Written instruction
Transcribe the records in full, keeping every character as it is.

━━━━━ Excerpted records ━━━━━

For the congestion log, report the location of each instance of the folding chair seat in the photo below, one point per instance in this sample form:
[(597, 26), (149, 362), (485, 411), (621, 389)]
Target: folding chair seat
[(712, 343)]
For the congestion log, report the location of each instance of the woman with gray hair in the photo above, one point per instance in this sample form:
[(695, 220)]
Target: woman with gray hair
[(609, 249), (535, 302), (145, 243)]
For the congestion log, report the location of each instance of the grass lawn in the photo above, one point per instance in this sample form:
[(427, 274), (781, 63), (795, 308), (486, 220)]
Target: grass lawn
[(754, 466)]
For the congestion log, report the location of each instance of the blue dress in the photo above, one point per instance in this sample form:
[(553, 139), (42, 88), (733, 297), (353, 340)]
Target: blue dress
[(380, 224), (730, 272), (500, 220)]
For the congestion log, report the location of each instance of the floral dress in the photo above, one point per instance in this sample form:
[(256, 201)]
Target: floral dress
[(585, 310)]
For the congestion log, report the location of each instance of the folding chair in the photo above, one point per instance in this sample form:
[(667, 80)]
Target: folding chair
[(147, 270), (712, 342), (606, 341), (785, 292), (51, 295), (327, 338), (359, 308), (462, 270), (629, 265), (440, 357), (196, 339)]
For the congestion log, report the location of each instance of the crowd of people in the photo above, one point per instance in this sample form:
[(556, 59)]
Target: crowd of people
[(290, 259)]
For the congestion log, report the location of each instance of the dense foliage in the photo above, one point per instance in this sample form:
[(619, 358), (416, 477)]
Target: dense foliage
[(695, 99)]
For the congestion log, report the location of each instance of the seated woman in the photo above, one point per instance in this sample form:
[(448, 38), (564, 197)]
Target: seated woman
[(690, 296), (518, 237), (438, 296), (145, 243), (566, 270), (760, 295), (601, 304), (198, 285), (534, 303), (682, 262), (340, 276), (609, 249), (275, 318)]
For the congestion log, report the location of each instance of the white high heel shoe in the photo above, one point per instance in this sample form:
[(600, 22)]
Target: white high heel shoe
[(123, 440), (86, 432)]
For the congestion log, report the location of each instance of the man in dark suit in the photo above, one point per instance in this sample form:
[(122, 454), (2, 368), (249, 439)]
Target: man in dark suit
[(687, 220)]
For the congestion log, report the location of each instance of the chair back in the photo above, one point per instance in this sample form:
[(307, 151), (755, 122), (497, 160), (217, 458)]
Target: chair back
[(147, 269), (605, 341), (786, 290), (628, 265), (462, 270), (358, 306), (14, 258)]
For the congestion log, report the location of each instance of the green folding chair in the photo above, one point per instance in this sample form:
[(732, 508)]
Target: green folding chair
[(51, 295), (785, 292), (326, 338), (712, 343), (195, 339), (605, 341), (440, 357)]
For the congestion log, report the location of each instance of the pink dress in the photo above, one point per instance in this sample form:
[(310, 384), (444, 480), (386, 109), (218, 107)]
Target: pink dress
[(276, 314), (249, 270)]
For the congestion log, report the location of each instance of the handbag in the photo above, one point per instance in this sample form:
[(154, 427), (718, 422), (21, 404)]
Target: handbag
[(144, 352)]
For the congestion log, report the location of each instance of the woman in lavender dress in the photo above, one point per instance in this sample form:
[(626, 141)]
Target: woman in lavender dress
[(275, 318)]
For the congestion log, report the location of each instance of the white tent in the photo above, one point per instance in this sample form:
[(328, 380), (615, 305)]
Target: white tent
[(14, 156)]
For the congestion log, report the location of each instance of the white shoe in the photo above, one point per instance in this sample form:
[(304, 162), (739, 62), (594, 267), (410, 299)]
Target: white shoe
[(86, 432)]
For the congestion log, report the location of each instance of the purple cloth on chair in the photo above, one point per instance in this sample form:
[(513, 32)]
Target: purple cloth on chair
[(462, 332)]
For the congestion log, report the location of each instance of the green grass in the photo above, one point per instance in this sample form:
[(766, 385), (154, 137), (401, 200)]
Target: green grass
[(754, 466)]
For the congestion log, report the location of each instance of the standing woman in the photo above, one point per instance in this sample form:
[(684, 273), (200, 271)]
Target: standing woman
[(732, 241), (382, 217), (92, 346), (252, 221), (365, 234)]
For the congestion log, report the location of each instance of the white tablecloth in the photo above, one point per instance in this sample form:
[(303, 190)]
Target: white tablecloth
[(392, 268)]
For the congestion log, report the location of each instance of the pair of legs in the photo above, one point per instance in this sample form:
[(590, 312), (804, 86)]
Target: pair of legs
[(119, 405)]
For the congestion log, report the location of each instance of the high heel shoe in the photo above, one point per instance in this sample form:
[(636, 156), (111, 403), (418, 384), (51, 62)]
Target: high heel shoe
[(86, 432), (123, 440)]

━━━━━

Response to the task
For the congestion log, report the location of each instance of the folding chair seat in the photo below, one point per instance in this sample form:
[(597, 26), (149, 362), (485, 411), (621, 389)]
Target: folding chair seat
[(712, 343)]
For the congestion log, report the location of each instance of the woman with gray hair in the photo above, one point per instance in this sample form:
[(695, 220)]
Target: woman with gray hair
[(609, 249), (535, 302), (145, 243)]
For the congestion log, report the location of each instance of the grass lawn in the photo above, one point per instance in this sample form:
[(427, 274), (781, 63), (795, 308), (486, 220)]
Target: grass lawn
[(754, 466)]
For the congestion log, report the location of each instance of the blue dress in the photo above, one point per instance in this sample form:
[(553, 139), (42, 88), (733, 297), (353, 340)]
Target: blue dress
[(380, 224), (730, 272), (500, 220)]
For the congestion log, report the location of each instance of the floral dress in the photo above, one point per instance in this sample form:
[(256, 201)]
Target: floral dress
[(585, 310)]
For the congestion log, report the location of each instance of the folding chair in the photo above, one point per instance in this sample form:
[(667, 80)]
Target: folding chair
[(147, 270), (712, 342), (606, 341), (785, 292), (51, 295), (327, 338), (359, 308), (462, 270), (629, 265), (440, 357), (196, 339)]
For the congestion log, report the location of each instance of the crowd of people in the photo above, one point per instance in this sample form:
[(556, 59)]
Target: crowd of people
[(290, 259)]
For the congestion log, report the location of each instance of the dense foliage in the photo above, one point per instance in this sample form:
[(619, 358), (416, 477)]
Target: dense foliage
[(695, 99)]
For the congestion log, report the location of each instance of the seated woman in the photo above, one point per instance in this sample form:
[(448, 38), (564, 197)]
Target: seated woman
[(690, 296), (518, 237), (438, 296), (145, 243), (566, 270), (760, 295), (601, 304), (198, 285), (534, 303), (682, 262), (340, 276), (609, 249), (275, 318)]
For the congestion log, report the location of each instance of the white high heel shoe in the photo above, one point per instance in this sample form:
[(600, 22)]
Target: white high heel shoe
[(123, 440), (86, 432)]
For the congestion log, report the location of each instance of the man in dark suit in the photo above, one point per instance in this sample form:
[(122, 454), (2, 368), (249, 439)]
Target: man in dark suit
[(687, 220)]
For the congestion log, report the location of each instance of the chair back in the photo above, one point per instance in this sample form:
[(307, 151), (755, 122), (497, 160), (217, 458)]
Target: chair back
[(147, 269), (605, 341), (786, 290), (628, 265), (462, 270), (358, 306), (14, 258)]
For the congestion log, report the location of each instance of the green folding chair in the photo above, one point per instance in this sample form:
[(732, 508)]
Target: green folding chair
[(51, 295), (785, 292), (326, 338), (712, 343), (195, 339), (605, 341), (440, 357)]
For the congestion log, report the location of each instance of the pink dress in the photo above, one point per instance in this sample form:
[(310, 384), (444, 480), (386, 109), (218, 107)]
Target: pink dress
[(276, 314), (249, 270)]
For the congestion log, report the location of each instance of the handbag in the photo above, one point per instance in this sample form:
[(154, 427), (718, 422), (21, 404)]
Target: handbag
[(144, 352)]
For the congestion log, report the location of each instance of the woman in lavender dress in the photo above, one point per instance in this sample form:
[(626, 141)]
Target: woman in lavender dress
[(275, 318)]
For the congestion log, report the location of each instance of the white tent in the photo above, one point per instance in this sample form:
[(328, 380), (615, 305)]
Target: white tent
[(14, 156)]
For the congestion log, report the location of each instance of the white shoe in the photo above, one point per instance in this sample form:
[(304, 162), (739, 62), (594, 267), (410, 299)]
Target: white shoe
[(86, 432)]
For the congestion log, report the location of each instance of the purple cloth on chair in the photo above, one point per instance in this sample form:
[(513, 32)]
Target: purple cloth on chair
[(462, 332)]
For the congestion log, report the location of each instance of the green grass in the photo above, one point per instance in this sample form:
[(766, 385), (154, 137), (401, 200)]
Target: green grass
[(754, 466)]
For the congestion log, report the location of each instance of the standing woman in the photo above, one point per instance in this sample form:
[(684, 273), (200, 271)]
Target: standing woman
[(732, 241), (382, 217), (92, 346), (252, 221), (365, 234)]
For the congestion log, report the location of each instance of the white tablecloth in the photo above, one point per instance in this sample form:
[(303, 190)]
Target: white tablecloth
[(392, 268)]
For the congestion log, report the location of each instance of the pair of legs in the photo above, one point per instance in this sample form:
[(590, 312), (804, 86)]
Target: pair of legs
[(119, 405)]
For the congestion log, report the location of each instance of the high heel shoe in the photo above, one point per instance in this sample form:
[(636, 156), (111, 403), (418, 384), (51, 62)]
Target: high heel shoe
[(86, 432), (123, 440)]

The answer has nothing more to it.